__What is expected__.
Update the records from the line that has "det: wooden crate" through the end of the records: write those lines out again with "stone pillar" changed to "stone column" and everything else unchanged.
# Start of Records for processing
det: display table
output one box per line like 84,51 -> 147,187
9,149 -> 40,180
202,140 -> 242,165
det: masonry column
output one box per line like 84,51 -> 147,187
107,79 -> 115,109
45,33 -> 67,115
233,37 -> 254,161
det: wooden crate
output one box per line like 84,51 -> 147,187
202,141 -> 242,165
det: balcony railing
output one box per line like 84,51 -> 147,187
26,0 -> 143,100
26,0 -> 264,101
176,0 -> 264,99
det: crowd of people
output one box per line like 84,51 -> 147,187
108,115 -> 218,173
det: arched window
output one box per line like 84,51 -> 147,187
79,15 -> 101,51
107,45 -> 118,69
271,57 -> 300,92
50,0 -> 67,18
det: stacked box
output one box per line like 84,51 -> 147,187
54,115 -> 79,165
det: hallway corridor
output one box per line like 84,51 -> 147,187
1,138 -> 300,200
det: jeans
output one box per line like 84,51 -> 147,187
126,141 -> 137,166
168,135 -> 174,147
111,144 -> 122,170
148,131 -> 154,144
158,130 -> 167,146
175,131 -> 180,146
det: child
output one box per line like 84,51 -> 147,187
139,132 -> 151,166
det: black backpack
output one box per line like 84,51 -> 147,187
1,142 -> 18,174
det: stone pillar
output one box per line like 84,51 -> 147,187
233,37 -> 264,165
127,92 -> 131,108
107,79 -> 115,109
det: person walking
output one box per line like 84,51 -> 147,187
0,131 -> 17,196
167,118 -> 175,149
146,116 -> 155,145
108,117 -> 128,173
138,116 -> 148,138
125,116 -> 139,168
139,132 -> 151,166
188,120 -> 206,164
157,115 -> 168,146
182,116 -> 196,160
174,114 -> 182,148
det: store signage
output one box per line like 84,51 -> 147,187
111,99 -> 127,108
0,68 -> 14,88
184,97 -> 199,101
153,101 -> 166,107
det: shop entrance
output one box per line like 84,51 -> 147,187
# End of Records for processing
__Solution to the exercise__.
det: wooden crate
output one box per line like 84,51 -> 147,187
202,141 -> 242,165
det: balcony railing
output one box per line like 84,51 -> 147,187
26,0 -> 143,100
26,0 -> 264,101
176,0 -> 264,99
det: crowd of people
output one box per line like 84,51 -> 147,187
108,115 -> 218,173
det: arched window
output one box per line like 84,51 -> 147,187
79,15 -> 101,51
107,45 -> 118,69
271,57 -> 300,92
50,0 -> 67,18
det: stacked box
output one box per line like 84,51 -> 147,187
54,115 -> 79,165
det: hallway corridor
output one box per line like 84,51 -> 147,187
1,138 -> 300,200
det: jeans
output one box per line like 84,51 -> 147,187
126,141 -> 137,166
168,135 -> 174,147
111,144 -> 122,170
148,131 -> 154,144
158,130 -> 167,146
175,131 -> 180,146
det: child
output one box per line like 84,51 -> 147,187
139,132 -> 151,166
det: black backpack
output one box per line like 84,51 -> 147,187
1,142 -> 18,174
det: stone column
output one box per line like 84,51 -> 147,187
233,37 -> 264,165
127,92 -> 131,108
107,79 -> 115,109
det: person walking
output one box per line like 84,51 -> 147,187
0,131 -> 17,196
167,118 -> 175,149
146,116 -> 155,145
108,117 -> 128,173
138,116 -> 148,138
125,116 -> 139,168
139,132 -> 151,166
188,120 -> 206,164
157,115 -> 168,146
182,116 -> 196,160
174,114 -> 182,148
det: store signage
output one box per line like 84,51 -> 147,187
111,99 -> 127,108
0,68 -> 14,88
184,97 -> 199,101
153,101 -> 166,107
det: shop entrance
output one box per line like 84,51 -> 147,187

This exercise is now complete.